TASK STATEMENT :: Print all entries word for word.

SUPPLIED RECORDS ::
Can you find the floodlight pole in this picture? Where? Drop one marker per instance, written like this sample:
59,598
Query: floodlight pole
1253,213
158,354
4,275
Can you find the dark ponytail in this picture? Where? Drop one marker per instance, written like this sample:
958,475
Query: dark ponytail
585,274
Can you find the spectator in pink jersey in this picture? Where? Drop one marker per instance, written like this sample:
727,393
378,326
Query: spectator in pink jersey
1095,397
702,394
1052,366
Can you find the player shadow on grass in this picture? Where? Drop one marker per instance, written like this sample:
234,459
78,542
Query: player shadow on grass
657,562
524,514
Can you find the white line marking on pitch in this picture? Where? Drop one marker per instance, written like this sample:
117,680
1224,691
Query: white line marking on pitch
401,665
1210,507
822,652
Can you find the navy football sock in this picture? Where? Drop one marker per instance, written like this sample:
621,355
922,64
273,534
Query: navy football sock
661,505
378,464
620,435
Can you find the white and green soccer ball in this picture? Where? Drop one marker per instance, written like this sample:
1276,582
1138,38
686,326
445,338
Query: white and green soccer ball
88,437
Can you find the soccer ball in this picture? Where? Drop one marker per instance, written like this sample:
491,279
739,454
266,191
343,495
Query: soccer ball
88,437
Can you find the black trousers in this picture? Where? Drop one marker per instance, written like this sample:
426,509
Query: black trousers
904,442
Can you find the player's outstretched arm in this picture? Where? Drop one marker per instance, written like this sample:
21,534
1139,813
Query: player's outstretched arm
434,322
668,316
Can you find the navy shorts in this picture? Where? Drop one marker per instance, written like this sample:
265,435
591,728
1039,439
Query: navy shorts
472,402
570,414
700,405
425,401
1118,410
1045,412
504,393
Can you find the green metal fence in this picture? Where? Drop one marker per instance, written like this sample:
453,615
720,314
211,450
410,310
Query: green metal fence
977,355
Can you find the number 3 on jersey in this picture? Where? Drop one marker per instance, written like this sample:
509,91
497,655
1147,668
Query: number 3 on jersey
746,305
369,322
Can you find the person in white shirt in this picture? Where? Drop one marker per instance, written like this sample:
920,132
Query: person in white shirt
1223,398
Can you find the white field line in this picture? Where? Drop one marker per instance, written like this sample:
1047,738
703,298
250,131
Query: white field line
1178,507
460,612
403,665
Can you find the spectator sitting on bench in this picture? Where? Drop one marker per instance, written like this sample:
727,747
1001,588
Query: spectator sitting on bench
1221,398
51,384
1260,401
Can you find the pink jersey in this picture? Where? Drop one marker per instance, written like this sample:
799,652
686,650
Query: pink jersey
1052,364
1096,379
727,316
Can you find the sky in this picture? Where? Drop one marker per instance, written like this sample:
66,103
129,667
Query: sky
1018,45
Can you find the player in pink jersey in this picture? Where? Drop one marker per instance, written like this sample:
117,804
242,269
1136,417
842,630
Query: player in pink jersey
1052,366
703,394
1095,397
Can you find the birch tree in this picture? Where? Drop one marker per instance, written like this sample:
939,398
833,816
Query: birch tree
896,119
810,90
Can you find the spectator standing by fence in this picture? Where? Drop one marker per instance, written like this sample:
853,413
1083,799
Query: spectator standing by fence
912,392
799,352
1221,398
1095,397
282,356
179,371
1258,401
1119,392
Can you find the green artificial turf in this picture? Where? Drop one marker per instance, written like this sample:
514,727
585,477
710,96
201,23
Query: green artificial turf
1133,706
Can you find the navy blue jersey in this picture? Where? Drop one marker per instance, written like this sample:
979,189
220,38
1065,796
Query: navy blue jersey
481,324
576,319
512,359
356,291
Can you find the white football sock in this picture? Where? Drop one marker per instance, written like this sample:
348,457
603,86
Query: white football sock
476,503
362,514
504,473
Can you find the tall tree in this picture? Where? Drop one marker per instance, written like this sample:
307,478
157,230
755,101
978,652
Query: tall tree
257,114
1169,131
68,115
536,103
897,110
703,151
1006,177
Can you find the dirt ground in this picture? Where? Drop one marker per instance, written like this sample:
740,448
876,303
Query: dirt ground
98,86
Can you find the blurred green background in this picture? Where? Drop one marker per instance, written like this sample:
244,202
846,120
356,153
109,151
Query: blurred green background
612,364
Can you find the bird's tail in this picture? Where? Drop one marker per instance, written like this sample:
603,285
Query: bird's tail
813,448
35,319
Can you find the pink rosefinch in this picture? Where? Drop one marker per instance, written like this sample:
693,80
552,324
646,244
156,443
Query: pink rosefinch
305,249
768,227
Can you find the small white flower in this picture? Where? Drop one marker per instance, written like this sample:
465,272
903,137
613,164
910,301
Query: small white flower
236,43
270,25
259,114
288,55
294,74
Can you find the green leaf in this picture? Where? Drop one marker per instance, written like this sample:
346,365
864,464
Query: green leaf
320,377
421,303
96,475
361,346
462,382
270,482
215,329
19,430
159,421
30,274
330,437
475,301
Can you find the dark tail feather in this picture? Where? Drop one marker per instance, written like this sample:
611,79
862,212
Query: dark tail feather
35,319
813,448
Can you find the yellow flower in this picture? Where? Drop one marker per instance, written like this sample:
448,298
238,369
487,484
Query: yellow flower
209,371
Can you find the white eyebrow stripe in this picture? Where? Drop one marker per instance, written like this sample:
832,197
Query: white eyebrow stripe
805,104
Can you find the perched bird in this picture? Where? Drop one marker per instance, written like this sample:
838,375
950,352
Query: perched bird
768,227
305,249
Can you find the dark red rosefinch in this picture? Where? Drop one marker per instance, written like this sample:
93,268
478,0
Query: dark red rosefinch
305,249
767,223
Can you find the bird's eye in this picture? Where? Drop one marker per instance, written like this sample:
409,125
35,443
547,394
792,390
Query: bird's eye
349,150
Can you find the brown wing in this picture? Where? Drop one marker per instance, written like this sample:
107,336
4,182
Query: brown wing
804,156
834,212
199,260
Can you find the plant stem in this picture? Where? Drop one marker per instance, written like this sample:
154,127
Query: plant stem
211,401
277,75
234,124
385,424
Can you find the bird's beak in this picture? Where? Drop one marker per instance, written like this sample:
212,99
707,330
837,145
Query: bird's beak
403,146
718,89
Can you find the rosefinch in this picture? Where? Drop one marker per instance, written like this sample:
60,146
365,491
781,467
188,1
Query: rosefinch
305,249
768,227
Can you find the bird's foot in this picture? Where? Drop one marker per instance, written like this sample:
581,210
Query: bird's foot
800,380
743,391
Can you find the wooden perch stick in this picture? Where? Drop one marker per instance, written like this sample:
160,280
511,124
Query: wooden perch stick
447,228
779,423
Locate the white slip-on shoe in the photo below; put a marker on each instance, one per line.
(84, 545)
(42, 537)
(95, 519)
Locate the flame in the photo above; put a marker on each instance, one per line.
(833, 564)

TASK ANSWER ::
Can you find the floodlight pole in this picture? Where? Drop one marker per instance, written like this sample:
59,598
Query: floodlight pole
1253,213
158,354
4,275
Can you find the dark ponytail in this picture? Where? Drop one marker per instance, written like this sample:
958,475
Query: dark ponytail
585,274
Can you find the spectator in pink jersey in this picture? Where? Drop one marker per instance, written like this sample:
727,393
378,326
Query: spectator in pink jersey
1095,397
702,394
1052,366
Can you find the player shadow on grass in this picture? Where? Drop one marker per instance, written like this sample:
234,459
78,542
Query: player shadow on grass
657,562
524,514
Can you find the white line marking on pitch in this picture? Where? Drop one marker per instance, written like this sample:
117,680
1224,691
Query: white line marking on pitch
401,665
1210,507
822,652
Can you find the navy football sock in this picture? Where? Drop one marker per instance, written like this sample:
621,355
922,64
273,534
Query: navy football sock
661,505
378,464
620,435
Can you find the white and green soccer ball in this picture? Where? Drop one marker per instance, written like this sample:
1276,582
1138,38
686,326
445,338
Query: white and green soccer ball
88,437
Can you find the soccer ball in this picture? Where? Drop one marker per instance, written like this sample:
491,279
739,454
266,191
343,495
Query: soccer ball
88,437
Can you find the black trousers in this picture? Where? Drop one marker per instance, written like this sample:
426,509
Query: black trousers
904,442
Can you find the player's outstretched arm in this picture? Where? Drop one marker per instance, written like this sample:
21,534
1139,813
Query: player's outstretched arm
434,322
668,316
Can you find the navy shorts in this picture? Where? Drop one marker per instance, written like this sample:
265,435
591,728
1039,439
Query: navy shorts
472,402
570,414
700,405
425,401
1118,410
1045,412
504,393
Can you find the green metal fence in this picture? Where? Drop one marker per instance, written like this sample:
453,615
720,314
211,450
410,310
Query: green metal fence
977,355
Can you find the number 3 on jersey in this picture? Where? Drop one marker per instance, written like this sample:
509,91
497,655
1147,668
Query: number 3 on jersey
746,305
369,322
Can you find the person in white shirt in this picture? Where? Drop one marker per instance, written like this sample:
920,132
Query: person in white shirt
1223,398
Can you find the white field line in this picture? Where? Drop one marker per instance, written like this sample:
1047,738
703,298
250,131
Query: white field line
1178,507
460,612
403,665
Can you find the spectator sitting on bench in this picture? Where? Drop one marker per instance, written like this sample:
727,747
1001,588
Query: spectator sitting on bench
1221,398
51,384
1260,401
Can you find the pink jersey in this picture? Where? Drop one marker per instance, written like this sample:
799,652
686,650
Query: pink jersey
1052,364
1096,379
727,316
Can you find the sky in this picture? Where? Drop one marker per instance, written like this sample:
66,103
129,667
Query: sky
1018,45
Can you find the player in pink jersey in this picture? Where? Drop one marker per instance, written like this sample:
117,804
242,269
1136,417
842,630
Query: player in pink jersey
1052,366
703,394
1095,397
Can you find the birch tree in this picture? Where? Drop one marker per instance, written like this sample:
939,398
833,816
Query: birch tree
896,119
810,90
Can you find the spectator standing by fence in this picture? Where? Drop one marker per instance, written like this sample:
853,413
1083,799
Query: spectator standing by fence
912,392
799,352
1221,398
1095,397
282,356
179,371
1258,401
1119,392
Can you find the green artificial turf in this picture? Where? Drop one marker per instance, written like this sample:
514,727
585,477
710,96
201,23
Query: green artificial turf
1133,706
Can you find the navy blue jersey in this picture? Where? Drop one marker per instance, written like this sample:
979,189
220,38
1065,796
Query: navy blue jersey
481,324
576,319
512,359
356,291
Can you find the white football sock in this picture? Where? Drop one marker per instance, written like this sample:
348,457
603,86
Query: white football sock
476,503
362,514
504,473
Can you find the tall tree in this picture? Where? Drop one marker per instance, written like this sample:
307,478
157,230
755,101
978,652
Query: tall tree
257,114
1169,131
68,115
536,103
897,110
703,151
1006,177
Can you find the dirt ground in this picture? Where? Drop one marker per instance, written like this sample:
740,448
876,303
Query: dirt ground
98,86
Can you find the blurred green background in this picture? Where? Drop one marker per instance, written like this sample:
244,202
846,120
356,153
109,151
Query: blurred green background
612,364
Can you find the bird's tail in this picture? Where? Drop one marker per instance, written like this sample:
603,285
Query: bird's tail
813,448
35,319
Can you find the pink rosefinch in this picture? Where? Drop one marker per instance, written like this sample:
693,80
552,324
646,244
156,443
Query: pink rosefinch
305,249
768,227
Can you find the small white flower in this picture? Where? Drop one marker per instance, written like this sample:
465,272
903,137
613,164
910,301
Query: small white flower
236,43
270,25
259,114
288,55
294,74
Can you find the green leaf in this picture? Where? Drop one marker per instance, written like this sample:
346,365
864,464
Query: green leaf
320,377
421,303
96,475
361,346
462,382
270,482
215,329
19,430
159,421
30,274
330,437
475,301
Can you find the dark tail feather in this picture? Where? Drop one marker per instance, written like this sample:
611,79
862,212
Query: dark tail feather
35,319
813,448
Can you find the yellow flower in this picture? Where? Drop one marker per instance, written like this sample:
448,298
238,369
487,484
Query: yellow flower
209,371
Can you find the white eyebrow stripe in this picture? Where? Drop one marker per instance, written like this sample:
832,197
Query: white eyebrow stripe
805,104
Can you find the perched bird in this picture? Where? Drop one marker per instance, written like this sample:
838,375
950,352
Query: perched bird
768,227
305,249
Can you find the dark red rosefinch in this picture? Where? Drop one marker per instance, written like this sample:
93,268
478,0
Query: dark red rosefinch
305,249
767,223
Can you find the bird's eye in this picture? Where? Drop one marker per instance, written like this sample:
409,125
35,443
547,394
792,390
Query: bird's eye
349,150
Can you find the brown wing in this picture? Where? Drop one marker per instance, written like this sample:
107,336
4,182
Query: brown wing
804,156
834,212
199,260
Can you find the plant stem in this picture? Where? Drop one marker per instance, written like this sample:
154,127
Query: plant stem
211,401
277,75
234,124
385,424
Can you find the bird's beak in this picture? Where? Drop one marker per instance, written like this sample:
212,99
707,330
837,145
Query: bird's beak
403,146
718,89
Can you find the rosefinch in this picture? Where? Drop one marker per instance, written like this sample:
60,146
365,491
781,467
188,1
Query: rosefinch
305,249
768,227
Can you find the bird's foot in this picture? Where? Drop one marker per instance, written like this sample:
581,210
Query: bird's foot
800,380
743,391
Can you find the wooden perch stick in this picture? Where? Drop one marker per instance, written like this sample:
160,280
511,124
Query: wooden perch stick
447,228
779,423
Locate the white slip-on shoe in the photo below; put a marker on each instance, one per line.
(84, 545)
(42, 537)
(95, 519)
Locate the flame in the photo above; put a marker on each instance, one per line.
(833, 564)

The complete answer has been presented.